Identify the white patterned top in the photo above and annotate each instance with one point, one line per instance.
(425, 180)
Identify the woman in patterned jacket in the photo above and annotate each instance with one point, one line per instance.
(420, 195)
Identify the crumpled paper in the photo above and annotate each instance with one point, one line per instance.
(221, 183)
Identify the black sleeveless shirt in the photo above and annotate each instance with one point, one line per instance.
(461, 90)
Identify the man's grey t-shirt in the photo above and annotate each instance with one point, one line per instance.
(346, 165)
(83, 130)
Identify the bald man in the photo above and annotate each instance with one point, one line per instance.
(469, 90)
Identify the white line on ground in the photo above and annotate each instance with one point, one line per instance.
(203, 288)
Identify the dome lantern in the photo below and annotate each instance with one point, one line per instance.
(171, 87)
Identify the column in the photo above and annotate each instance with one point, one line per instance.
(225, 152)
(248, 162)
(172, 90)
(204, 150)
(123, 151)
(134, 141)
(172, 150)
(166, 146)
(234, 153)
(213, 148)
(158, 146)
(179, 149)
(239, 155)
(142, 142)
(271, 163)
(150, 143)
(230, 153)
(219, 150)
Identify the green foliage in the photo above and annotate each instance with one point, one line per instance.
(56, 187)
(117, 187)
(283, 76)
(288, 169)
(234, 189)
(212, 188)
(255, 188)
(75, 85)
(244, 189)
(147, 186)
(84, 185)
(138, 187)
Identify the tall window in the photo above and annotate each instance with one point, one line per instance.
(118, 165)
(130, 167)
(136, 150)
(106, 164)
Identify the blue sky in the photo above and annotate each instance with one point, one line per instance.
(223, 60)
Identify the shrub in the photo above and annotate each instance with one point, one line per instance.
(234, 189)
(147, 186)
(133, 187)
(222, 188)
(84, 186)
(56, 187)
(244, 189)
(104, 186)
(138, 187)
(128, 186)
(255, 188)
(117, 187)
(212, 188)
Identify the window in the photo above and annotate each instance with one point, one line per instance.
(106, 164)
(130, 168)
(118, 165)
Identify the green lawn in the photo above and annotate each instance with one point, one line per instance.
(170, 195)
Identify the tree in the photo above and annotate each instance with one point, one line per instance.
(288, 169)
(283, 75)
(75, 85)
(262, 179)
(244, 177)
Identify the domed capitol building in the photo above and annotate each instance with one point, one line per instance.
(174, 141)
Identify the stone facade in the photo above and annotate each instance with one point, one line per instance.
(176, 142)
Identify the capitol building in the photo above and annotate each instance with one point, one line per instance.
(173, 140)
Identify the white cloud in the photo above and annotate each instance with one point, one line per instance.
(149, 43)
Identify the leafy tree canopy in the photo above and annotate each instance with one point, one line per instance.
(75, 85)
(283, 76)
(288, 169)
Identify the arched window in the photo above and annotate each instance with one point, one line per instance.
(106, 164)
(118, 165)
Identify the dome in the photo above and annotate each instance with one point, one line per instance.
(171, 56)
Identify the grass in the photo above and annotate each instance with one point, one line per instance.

> [WHAT THE EXERCISE ASKS] Exactly repeat the lines from the line that contains "Identify the shrub" to the end of the entries, both included, and leave out all other lines.

> [SOLUTION BELOW]
Identify the shrub in the photo above and annotate each instance with one point, one line per instance.
(234, 189)
(147, 186)
(133, 187)
(222, 188)
(84, 186)
(56, 187)
(244, 189)
(104, 186)
(138, 187)
(128, 186)
(255, 188)
(117, 187)
(212, 188)
Identify the window in the photo above and annotate each instance with one point, one line per instance.
(106, 164)
(130, 168)
(118, 165)
Identify the green lawn in the photo above and annotate each instance with one point, one line per instance.
(170, 195)
Identify the tree in the photo above and annotate each instance with one point, one line per instance.
(288, 169)
(283, 75)
(75, 85)
(262, 179)
(244, 177)
Identify the domed capitol building in the photo above and annotate each instance with one point, one line per instance.
(174, 141)
Identify the stone facade in the photo above and annotate each instance with one point, one line per instance.
(176, 142)
Identify the capitol building in the photo above and annotate each instance with one point, one line per instance.
(173, 140)
Identify the white cloud in the photo above and annotate each instance with one point, one line per instance.
(149, 43)
Identify the leafy tree canopy in the photo above and annotate each instance with one point, one line per instance.
(75, 85)
(283, 76)
(288, 169)
Identify the arched window in the photo above and annotate each instance with one point, one line per instance.
(106, 164)
(118, 165)
Identify the dome in the photo above and annotate each instance with one point, one line per instance.
(171, 56)
Identify the grass in the photo above and annotate each instance with one point, one line per instance.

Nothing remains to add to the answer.